▸ **DIRECTIVE**
Reproduce each of the entries below word for word, leaving out the pictures.

▸ **INPUT MATERIAL**
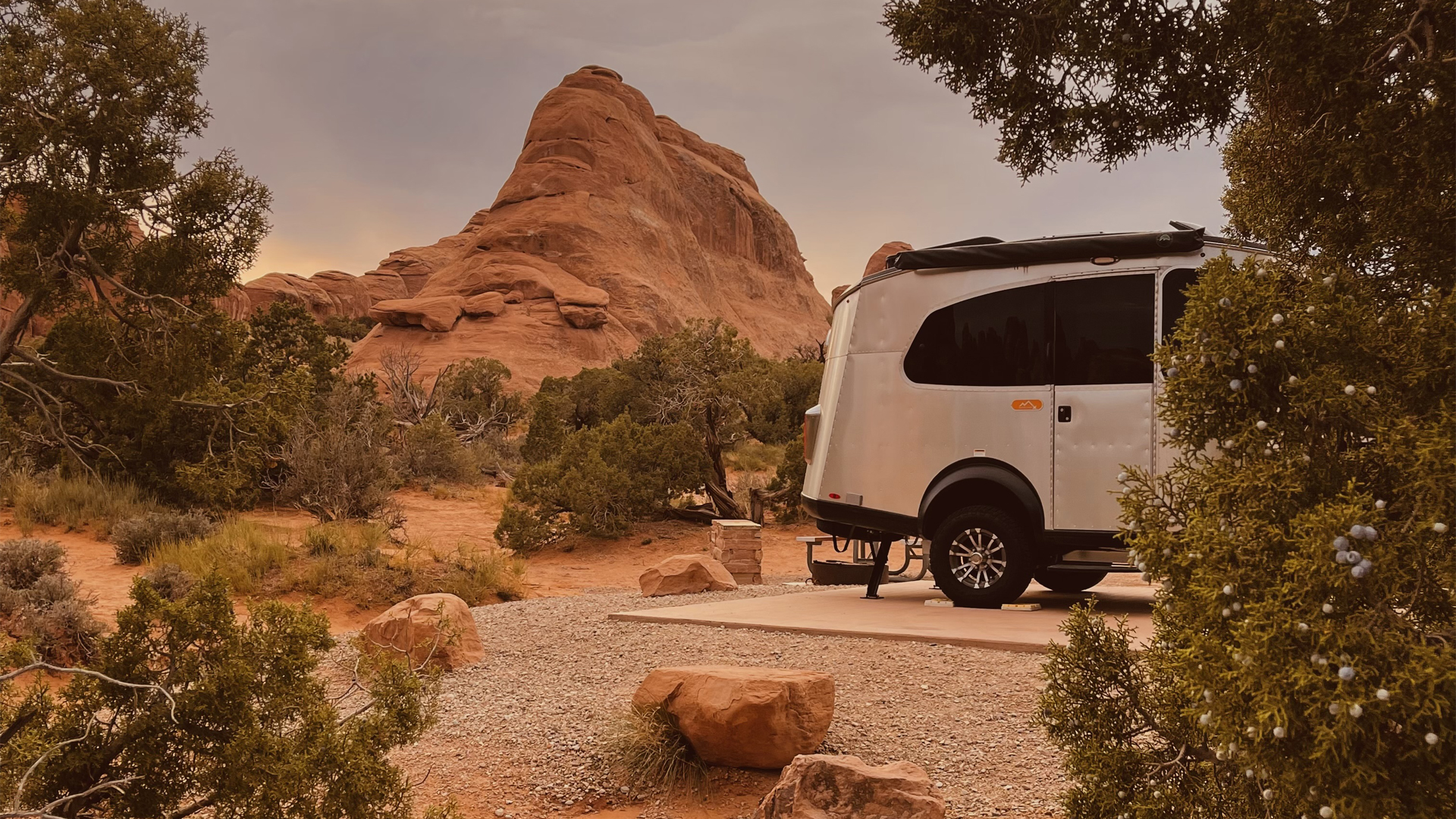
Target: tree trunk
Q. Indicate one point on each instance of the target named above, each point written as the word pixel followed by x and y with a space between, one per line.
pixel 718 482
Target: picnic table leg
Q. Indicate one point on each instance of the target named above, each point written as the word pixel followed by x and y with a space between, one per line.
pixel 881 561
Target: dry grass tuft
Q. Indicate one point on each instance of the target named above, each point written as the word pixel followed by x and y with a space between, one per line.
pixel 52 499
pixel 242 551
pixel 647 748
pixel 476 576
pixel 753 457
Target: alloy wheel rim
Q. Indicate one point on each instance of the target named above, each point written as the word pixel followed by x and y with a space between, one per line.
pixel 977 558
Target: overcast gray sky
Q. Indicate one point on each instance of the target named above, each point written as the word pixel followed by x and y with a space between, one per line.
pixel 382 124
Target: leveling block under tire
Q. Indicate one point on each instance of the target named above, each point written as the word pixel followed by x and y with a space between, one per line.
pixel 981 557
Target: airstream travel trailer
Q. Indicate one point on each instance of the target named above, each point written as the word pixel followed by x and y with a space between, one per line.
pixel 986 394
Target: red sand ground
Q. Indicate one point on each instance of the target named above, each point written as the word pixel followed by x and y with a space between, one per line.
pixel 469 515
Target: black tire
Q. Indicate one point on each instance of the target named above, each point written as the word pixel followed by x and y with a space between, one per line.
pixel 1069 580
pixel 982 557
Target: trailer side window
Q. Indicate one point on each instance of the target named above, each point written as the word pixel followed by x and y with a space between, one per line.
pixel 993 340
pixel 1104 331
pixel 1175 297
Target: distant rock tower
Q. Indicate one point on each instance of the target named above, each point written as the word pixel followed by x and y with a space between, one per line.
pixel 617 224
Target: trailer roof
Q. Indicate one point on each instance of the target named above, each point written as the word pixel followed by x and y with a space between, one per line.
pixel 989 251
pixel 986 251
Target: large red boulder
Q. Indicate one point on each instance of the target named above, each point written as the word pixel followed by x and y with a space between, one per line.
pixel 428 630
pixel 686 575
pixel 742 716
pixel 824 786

▸ **OUTPUT OF THE EXERCISE**
Target: tree trunk
Q. Indicate one point on each instance of the target named above, each point written as the word pixel followed by x and y with a space between, one per line.
pixel 718 482
Target: picnic table leg
Q. Indicate one point on each instance of the target named above, each point written as the word pixel followed by x and y with a space between, one per line.
pixel 881 561
Target: dry grass tuft
Q. Indicate one point on each instance of the target named above, each point written as the word pixel followed by x and y with a space between, one per line.
pixel 52 499
pixel 242 551
pixel 647 748
pixel 476 576
pixel 753 457
Target: alloy wheel rim
Q. Indicate one point on each instance of the target named above, each point written as the word pixel followed by x and y with a space between, one per line.
pixel 977 558
Target: overcast gray sky
Q. Indicate one point on each instance of the target named above, each point written as the word pixel followed by x and y with a space between, one per line.
pixel 382 124
Target: leveling block under tire
Q. Indicate one point on each instance of the target named above, each point written as the word pixel followed by x and y with a space between, one per line.
pixel 981 557
Target: airstream travel trailer
Q. Indicate one point on each instance of the target named above, each point written as the word pixel followed by x and y with a space between, one per line.
pixel 986 394
Target: red sand ground
Q. Indicate one point on each instance of the target named above, each point written as the word pixel followed by x and y with a space between, one per line.
pixel 469 515
Target: black tire
Q. Indicate one point on each instance of the target named above, each point written as the word pixel followed by x and y with a space between, one per line.
pixel 1069 580
pixel 982 557
Target: trailer side window
Q. Indicate one point on each instance of the target named above, each point written as the word pixel followed by x and y with a space between, one per line.
pixel 993 340
pixel 1104 331
pixel 1175 297
Target: distant rock tower
Q. Indicate one point on each instance of the target named above, each point written as the word pixel followed by x and y with a space between, one per line.
pixel 617 224
Target: trailer roof
Q. Indicate one point on each instance of the target named above, each point written as the word pixel followed by x and y with a space between, one per line.
pixel 989 251
pixel 986 251
Target: large red boulder
Q. Indicate one point on each instance of the target named above, each point written as the word pixel followed by x and y with a space between, one per line.
pixel 428 630
pixel 686 575
pixel 742 716
pixel 824 786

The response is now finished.